> [What to produce]:
Repeat the records exactly, so that each line matches the original.

^^^^^^^^

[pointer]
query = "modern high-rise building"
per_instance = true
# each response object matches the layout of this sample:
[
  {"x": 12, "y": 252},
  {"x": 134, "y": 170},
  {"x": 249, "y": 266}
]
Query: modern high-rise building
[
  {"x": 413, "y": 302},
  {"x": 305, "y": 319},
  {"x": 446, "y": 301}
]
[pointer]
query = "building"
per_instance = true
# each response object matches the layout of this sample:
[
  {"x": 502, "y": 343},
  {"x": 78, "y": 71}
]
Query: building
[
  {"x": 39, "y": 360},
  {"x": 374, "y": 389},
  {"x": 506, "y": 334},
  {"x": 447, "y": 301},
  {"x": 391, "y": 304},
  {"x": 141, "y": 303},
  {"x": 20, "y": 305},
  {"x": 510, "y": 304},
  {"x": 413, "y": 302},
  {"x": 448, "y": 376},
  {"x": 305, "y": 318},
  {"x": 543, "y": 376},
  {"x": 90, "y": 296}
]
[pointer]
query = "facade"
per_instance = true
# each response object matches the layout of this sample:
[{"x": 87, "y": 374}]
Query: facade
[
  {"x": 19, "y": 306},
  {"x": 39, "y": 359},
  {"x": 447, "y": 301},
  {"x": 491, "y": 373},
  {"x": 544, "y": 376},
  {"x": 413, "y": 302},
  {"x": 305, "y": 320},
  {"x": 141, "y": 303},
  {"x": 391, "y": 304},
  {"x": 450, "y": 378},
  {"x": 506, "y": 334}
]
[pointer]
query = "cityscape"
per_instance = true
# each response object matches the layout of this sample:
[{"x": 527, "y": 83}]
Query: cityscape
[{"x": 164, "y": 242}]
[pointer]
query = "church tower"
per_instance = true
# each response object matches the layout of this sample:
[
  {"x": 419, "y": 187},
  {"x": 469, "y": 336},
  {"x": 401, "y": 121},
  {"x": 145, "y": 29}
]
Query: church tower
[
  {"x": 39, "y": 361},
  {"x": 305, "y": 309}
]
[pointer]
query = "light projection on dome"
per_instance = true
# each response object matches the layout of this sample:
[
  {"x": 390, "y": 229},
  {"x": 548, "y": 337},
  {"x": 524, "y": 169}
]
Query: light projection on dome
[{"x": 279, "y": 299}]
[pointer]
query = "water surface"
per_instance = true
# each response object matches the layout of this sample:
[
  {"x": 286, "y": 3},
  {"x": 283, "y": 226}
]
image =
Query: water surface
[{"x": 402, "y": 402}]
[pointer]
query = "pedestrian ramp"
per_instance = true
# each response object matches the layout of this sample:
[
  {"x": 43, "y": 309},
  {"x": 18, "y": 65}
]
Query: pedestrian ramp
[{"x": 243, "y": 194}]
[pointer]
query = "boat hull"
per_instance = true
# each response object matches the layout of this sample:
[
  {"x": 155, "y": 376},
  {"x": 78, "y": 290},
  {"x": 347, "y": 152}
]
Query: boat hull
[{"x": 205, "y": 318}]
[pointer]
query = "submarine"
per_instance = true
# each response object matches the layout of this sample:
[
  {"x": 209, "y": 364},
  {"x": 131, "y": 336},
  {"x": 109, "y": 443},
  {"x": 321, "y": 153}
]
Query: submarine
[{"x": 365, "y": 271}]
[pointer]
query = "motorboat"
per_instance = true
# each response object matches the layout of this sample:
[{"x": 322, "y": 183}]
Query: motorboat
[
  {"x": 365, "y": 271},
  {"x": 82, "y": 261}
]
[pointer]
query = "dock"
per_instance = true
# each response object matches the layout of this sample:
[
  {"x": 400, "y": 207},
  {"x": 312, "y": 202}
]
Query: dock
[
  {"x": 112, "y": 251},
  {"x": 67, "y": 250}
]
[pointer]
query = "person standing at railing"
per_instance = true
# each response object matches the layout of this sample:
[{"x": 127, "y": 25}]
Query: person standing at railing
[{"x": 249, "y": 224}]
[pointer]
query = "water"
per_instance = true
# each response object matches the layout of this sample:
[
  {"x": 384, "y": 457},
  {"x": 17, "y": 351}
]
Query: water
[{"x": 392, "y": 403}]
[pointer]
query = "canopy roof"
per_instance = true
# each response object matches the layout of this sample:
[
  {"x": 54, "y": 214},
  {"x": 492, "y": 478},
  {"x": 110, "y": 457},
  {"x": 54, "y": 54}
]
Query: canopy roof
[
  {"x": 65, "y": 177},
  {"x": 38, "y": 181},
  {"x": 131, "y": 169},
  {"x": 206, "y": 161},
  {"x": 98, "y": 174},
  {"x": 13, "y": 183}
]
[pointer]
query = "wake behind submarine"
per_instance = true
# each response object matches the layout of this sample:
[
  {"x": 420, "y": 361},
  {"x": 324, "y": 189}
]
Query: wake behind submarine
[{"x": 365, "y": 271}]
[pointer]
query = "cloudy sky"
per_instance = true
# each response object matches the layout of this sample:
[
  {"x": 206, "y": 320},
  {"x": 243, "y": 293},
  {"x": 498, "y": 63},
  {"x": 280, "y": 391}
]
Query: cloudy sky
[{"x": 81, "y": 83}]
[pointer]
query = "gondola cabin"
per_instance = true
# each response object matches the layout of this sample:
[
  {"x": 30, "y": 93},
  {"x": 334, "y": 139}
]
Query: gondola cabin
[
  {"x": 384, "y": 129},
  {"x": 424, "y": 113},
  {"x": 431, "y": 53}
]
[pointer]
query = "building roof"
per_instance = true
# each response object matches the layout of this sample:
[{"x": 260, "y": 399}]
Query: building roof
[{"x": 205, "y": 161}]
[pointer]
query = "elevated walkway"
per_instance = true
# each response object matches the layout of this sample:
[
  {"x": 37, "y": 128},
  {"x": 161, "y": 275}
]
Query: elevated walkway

^^^^^^^^

> [Task answer]:
[pointer]
query = "modern high-rise building"
per_instance = true
# each response object matches the layout of this sample:
[
  {"x": 12, "y": 252},
  {"x": 134, "y": 170},
  {"x": 249, "y": 266}
]
Query: modern high-rise building
[
  {"x": 413, "y": 302},
  {"x": 305, "y": 319},
  {"x": 446, "y": 301}
]
[pointer]
query = "building"
per_instance = true
# each response object matches the layout of this sample:
[
  {"x": 502, "y": 343},
  {"x": 78, "y": 71}
]
Query: building
[
  {"x": 39, "y": 360},
  {"x": 374, "y": 389},
  {"x": 506, "y": 334},
  {"x": 447, "y": 301},
  {"x": 391, "y": 304},
  {"x": 141, "y": 303},
  {"x": 20, "y": 305},
  {"x": 510, "y": 304},
  {"x": 413, "y": 302},
  {"x": 448, "y": 376},
  {"x": 305, "y": 318},
  {"x": 543, "y": 376},
  {"x": 90, "y": 296}
]
[pointer]
query = "facade"
per_instance = true
# each response object matches the layout of this sample:
[{"x": 87, "y": 374}]
Query: facade
[
  {"x": 19, "y": 306},
  {"x": 39, "y": 359},
  {"x": 447, "y": 301},
  {"x": 491, "y": 373},
  {"x": 544, "y": 376},
  {"x": 413, "y": 302},
  {"x": 305, "y": 320},
  {"x": 141, "y": 303},
  {"x": 391, "y": 304},
  {"x": 450, "y": 378},
  {"x": 506, "y": 334}
]
[pointer]
query = "cityscape"
per_instance = true
# each response object matches the layout of this sample:
[{"x": 527, "y": 83}]
Query: cityscape
[{"x": 164, "y": 242}]
[pointer]
query = "church tower"
per_instance = true
# each response object matches the layout of this sample:
[
  {"x": 419, "y": 187},
  {"x": 469, "y": 336},
  {"x": 401, "y": 121},
  {"x": 145, "y": 29}
]
Query: church tower
[
  {"x": 39, "y": 361},
  {"x": 305, "y": 309}
]
[pointer]
query = "light projection on dome"
per_instance = true
# each response object matches the layout of this sample:
[
  {"x": 390, "y": 229},
  {"x": 548, "y": 337},
  {"x": 524, "y": 169}
]
Query: light projection on dome
[{"x": 279, "y": 299}]
[pointer]
query = "water surface"
per_instance = true
# each response object matches the layout of this sample:
[
  {"x": 286, "y": 3},
  {"x": 283, "y": 226}
]
image =
Query: water surface
[{"x": 402, "y": 402}]
[pointer]
query = "pedestrian ramp"
per_instance = true
# each response object matches the layout of this sample:
[
  {"x": 43, "y": 309},
  {"x": 18, "y": 65}
]
Query: pedestrian ramp
[{"x": 243, "y": 194}]
[pointer]
query = "boat hull"
per_instance = true
# each response object matches the layout of this sample:
[
  {"x": 155, "y": 376},
  {"x": 78, "y": 290},
  {"x": 347, "y": 152}
]
Query: boat hull
[{"x": 205, "y": 318}]
[pointer]
query = "submarine"
per_instance = true
# each response object matches the layout of this sample:
[
  {"x": 209, "y": 364},
  {"x": 131, "y": 336},
  {"x": 109, "y": 443},
  {"x": 321, "y": 153}
]
Query: submarine
[{"x": 365, "y": 271}]
[pointer]
query = "motorboat"
per_instance = true
# each response object matches the layout of this sample:
[{"x": 322, "y": 183}]
Query: motorboat
[
  {"x": 365, "y": 271},
  {"x": 82, "y": 261}
]
[pointer]
query = "dock"
per_instance = true
# each response object matches the layout of this sample:
[
  {"x": 400, "y": 207},
  {"x": 312, "y": 202}
]
Query: dock
[
  {"x": 112, "y": 251},
  {"x": 67, "y": 250}
]
[pointer]
query = "person standing at railing"
per_instance = true
# each response object matches the layout of this sample:
[{"x": 127, "y": 25}]
Query: person standing at railing
[{"x": 249, "y": 224}]
[pointer]
query = "water"
per_instance = true
# each response object matches the layout of this sample:
[
  {"x": 384, "y": 457},
  {"x": 17, "y": 351}
]
Query: water
[{"x": 392, "y": 403}]
[pointer]
query = "canopy roof"
per_instance = true
# each response object matches the layout of this sample:
[
  {"x": 54, "y": 214},
  {"x": 492, "y": 478},
  {"x": 110, "y": 457},
  {"x": 54, "y": 54}
]
Query: canopy roof
[
  {"x": 65, "y": 177},
  {"x": 38, "y": 181},
  {"x": 131, "y": 169},
  {"x": 206, "y": 161},
  {"x": 98, "y": 174},
  {"x": 13, "y": 183}
]
[pointer]
query = "wake behind submarine"
per_instance = true
# each response object matches the layout of this sample:
[
  {"x": 420, "y": 361},
  {"x": 324, "y": 189}
]
Query: wake behind submarine
[{"x": 365, "y": 271}]
[pointer]
query = "cloudy sky"
per_instance = true
# each response object matches the layout of this sample:
[
  {"x": 206, "y": 320},
  {"x": 243, "y": 293},
  {"x": 498, "y": 63},
  {"x": 280, "y": 391}
]
Query: cloudy sky
[{"x": 81, "y": 83}]
[pointer]
query = "gondola cabin"
per_instance = true
# each response object matches the layout of this sample:
[
  {"x": 30, "y": 93},
  {"x": 334, "y": 139}
]
Query: gondola cabin
[
  {"x": 384, "y": 129},
  {"x": 424, "y": 113},
  {"x": 431, "y": 53}
]
[pointer]
query = "building roof"
per_instance = true
# each response object matches the layout of this sample:
[{"x": 260, "y": 399}]
Query: building roof
[{"x": 205, "y": 161}]
[pointer]
query = "elevated walkway"
per_instance = true
# each response object matches the layout of this sample:
[
  {"x": 37, "y": 128},
  {"x": 161, "y": 275}
]
Query: elevated walkway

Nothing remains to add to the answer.